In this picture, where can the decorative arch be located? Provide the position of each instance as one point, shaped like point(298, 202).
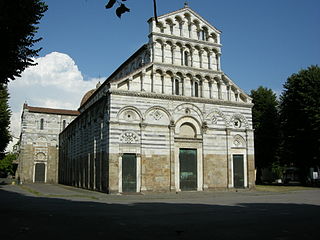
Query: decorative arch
point(129, 137)
point(238, 142)
point(239, 121)
point(41, 156)
point(187, 109)
point(190, 121)
point(157, 113)
point(128, 110)
point(213, 117)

********

What you should do: Please put all the records into a two-column CSV with the headers input and output, one row per record: the record's text in input and its answer in output. Quote each field, turn line breaks into spaces, and leave the pictures out.

Solution for this task:
input,output
"In this picture, where can the decorative arch be located? Provide the position of each instance as one point, shaped like point(298, 202). Query: decorative arch","point(129, 137) point(238, 142) point(239, 121) point(41, 156) point(187, 109) point(190, 121) point(157, 113) point(128, 110) point(213, 117)"